** Opening DATASET EXCERPTS block **

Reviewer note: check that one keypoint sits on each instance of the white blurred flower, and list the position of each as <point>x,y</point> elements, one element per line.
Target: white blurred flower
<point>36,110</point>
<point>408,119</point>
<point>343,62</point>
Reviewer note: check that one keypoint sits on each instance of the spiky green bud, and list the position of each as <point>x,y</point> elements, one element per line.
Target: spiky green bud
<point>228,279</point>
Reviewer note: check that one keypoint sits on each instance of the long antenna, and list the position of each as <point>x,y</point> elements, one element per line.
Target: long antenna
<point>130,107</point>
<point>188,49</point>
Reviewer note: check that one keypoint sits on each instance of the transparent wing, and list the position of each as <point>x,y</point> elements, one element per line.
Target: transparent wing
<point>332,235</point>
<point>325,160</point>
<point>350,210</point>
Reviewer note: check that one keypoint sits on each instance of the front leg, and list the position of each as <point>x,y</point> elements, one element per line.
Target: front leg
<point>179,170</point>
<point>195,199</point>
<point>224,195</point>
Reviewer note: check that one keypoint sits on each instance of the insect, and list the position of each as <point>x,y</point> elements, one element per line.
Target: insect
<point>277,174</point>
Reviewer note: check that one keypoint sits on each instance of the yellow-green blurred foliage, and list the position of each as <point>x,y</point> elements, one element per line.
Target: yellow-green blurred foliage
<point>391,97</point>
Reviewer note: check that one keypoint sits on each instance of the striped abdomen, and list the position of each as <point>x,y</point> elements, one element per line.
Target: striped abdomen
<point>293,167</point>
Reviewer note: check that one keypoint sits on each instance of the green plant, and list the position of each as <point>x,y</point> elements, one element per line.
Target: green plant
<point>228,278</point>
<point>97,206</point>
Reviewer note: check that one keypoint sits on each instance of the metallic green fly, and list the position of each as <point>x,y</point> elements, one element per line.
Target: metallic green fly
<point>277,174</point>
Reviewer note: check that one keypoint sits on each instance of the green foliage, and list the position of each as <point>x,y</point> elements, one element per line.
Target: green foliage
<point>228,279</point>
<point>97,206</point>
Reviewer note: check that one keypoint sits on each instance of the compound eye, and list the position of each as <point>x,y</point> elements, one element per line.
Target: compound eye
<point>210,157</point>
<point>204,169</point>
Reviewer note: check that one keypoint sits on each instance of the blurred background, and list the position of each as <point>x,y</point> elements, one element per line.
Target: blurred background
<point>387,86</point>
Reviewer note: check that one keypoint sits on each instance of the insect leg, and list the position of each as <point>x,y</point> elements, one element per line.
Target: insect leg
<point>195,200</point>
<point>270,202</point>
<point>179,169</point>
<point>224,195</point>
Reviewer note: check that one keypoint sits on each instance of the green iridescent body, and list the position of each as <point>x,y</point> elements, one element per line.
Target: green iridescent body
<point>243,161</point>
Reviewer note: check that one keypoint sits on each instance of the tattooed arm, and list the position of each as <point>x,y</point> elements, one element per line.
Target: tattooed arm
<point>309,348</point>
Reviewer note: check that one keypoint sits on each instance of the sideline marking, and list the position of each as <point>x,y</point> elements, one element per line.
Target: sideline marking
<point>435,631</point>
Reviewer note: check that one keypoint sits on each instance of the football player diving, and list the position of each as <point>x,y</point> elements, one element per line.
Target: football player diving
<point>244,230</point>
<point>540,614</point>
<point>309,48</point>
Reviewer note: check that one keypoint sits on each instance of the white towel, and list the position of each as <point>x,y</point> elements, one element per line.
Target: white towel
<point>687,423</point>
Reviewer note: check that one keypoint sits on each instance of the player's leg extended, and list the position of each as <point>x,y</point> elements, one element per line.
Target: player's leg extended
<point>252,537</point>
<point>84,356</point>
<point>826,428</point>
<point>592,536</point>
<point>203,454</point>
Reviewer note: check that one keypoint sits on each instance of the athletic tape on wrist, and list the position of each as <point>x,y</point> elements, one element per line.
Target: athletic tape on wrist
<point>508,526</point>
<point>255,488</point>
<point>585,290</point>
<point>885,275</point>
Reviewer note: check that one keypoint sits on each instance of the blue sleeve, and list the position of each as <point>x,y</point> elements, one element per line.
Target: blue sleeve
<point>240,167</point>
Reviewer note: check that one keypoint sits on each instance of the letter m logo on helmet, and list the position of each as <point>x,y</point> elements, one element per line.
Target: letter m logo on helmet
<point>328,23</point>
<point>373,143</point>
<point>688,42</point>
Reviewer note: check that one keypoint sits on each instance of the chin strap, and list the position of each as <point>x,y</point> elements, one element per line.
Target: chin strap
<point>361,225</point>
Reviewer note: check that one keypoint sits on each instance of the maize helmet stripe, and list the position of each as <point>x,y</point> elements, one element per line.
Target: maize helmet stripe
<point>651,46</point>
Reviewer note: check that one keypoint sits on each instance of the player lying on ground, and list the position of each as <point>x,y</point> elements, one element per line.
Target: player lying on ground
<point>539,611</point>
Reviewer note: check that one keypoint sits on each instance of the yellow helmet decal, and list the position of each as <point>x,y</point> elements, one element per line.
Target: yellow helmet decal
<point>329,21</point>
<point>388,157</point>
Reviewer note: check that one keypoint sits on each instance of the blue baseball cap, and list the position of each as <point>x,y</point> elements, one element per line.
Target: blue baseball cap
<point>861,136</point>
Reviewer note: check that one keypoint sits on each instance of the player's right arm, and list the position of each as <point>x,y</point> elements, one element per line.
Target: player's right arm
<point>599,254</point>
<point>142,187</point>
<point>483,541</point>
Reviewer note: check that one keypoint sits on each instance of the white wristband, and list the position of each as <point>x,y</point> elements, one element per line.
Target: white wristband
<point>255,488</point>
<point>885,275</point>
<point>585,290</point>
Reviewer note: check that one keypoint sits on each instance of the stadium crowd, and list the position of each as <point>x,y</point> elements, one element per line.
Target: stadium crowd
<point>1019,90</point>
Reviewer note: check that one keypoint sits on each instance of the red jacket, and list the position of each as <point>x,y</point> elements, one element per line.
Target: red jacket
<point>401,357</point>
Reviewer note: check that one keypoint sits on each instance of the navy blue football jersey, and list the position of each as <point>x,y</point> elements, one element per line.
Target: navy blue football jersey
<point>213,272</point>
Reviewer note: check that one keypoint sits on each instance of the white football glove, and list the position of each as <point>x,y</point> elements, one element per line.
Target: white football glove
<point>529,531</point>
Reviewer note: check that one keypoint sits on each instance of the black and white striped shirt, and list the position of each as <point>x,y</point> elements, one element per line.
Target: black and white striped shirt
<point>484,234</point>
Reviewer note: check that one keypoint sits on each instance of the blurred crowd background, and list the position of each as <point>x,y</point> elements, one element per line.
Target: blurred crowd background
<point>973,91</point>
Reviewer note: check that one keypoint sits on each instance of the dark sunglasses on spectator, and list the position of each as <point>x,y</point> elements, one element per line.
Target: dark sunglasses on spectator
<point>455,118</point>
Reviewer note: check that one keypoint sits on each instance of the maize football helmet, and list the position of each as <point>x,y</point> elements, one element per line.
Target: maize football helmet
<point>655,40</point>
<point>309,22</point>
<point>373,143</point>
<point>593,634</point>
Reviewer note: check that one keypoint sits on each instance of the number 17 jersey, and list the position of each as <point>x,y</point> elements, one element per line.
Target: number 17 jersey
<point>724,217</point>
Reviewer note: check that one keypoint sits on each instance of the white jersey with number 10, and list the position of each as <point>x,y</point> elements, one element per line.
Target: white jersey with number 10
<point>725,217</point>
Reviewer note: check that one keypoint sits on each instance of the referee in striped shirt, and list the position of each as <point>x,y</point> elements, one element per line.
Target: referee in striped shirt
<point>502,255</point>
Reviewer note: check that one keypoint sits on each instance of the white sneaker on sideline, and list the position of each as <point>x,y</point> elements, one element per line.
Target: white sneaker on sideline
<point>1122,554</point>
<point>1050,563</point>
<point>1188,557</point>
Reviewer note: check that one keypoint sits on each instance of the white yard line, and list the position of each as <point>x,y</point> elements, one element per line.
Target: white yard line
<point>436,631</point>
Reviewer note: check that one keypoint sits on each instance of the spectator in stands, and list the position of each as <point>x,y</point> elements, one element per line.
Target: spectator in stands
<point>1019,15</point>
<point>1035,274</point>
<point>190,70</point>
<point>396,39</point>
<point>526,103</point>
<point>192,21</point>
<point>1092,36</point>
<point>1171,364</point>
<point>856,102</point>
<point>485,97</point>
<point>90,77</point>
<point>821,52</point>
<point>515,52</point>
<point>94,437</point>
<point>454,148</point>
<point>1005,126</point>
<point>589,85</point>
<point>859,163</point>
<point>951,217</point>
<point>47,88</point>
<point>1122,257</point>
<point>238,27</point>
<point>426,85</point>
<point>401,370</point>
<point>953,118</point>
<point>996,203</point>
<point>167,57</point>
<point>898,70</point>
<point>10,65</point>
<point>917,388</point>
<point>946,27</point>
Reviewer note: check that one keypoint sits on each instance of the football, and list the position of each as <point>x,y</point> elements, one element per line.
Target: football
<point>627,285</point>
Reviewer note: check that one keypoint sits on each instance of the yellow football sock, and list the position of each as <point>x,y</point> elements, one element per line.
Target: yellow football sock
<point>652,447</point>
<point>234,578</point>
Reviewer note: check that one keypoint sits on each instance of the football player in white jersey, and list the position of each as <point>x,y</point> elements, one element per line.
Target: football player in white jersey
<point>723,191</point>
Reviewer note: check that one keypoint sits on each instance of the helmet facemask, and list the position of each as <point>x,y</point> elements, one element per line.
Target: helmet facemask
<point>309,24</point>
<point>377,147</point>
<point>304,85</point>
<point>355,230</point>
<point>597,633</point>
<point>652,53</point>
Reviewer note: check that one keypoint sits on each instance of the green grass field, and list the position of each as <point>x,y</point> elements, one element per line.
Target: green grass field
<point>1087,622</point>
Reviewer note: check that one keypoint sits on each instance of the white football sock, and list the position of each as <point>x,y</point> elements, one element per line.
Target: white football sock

** Closing DATASET EXCERPTS block **

**REQUIREMENT:** Return a word-for-word copy of the lines above from the one holding "of the tattooed" through the one holding "the player's leg", with both of them included and nothing besides.

**TASK RESULT:**
Reviewer note: check that one keypoint sits on each instance of the tattooed arm, and list the position of each as <point>x,y</point> elements, one element per line.
Target: tattooed arm
<point>309,348</point>
Reviewer note: check that one keypoint sits on each instance of the sideline marking, and list the position of each as <point>x,y</point> elements, one element per line.
Target: sideline marking
<point>435,631</point>
Reviewer note: check that one keypoint sits on each instance of the football player diving, and list the position of each as <point>x,y</point> elements, one element per line.
Target: football player diving
<point>244,230</point>
<point>540,614</point>
<point>309,48</point>
Reviewer note: check that one keypoint sits on each instance of the white towel, and list the position of each as <point>x,y</point> elements, one element per line.
Target: white towel
<point>687,423</point>
Reviewer note: check that one keypoint sits on each instance of the player's leg extended, and list the position of each as <point>x,y</point> elements, one element per line.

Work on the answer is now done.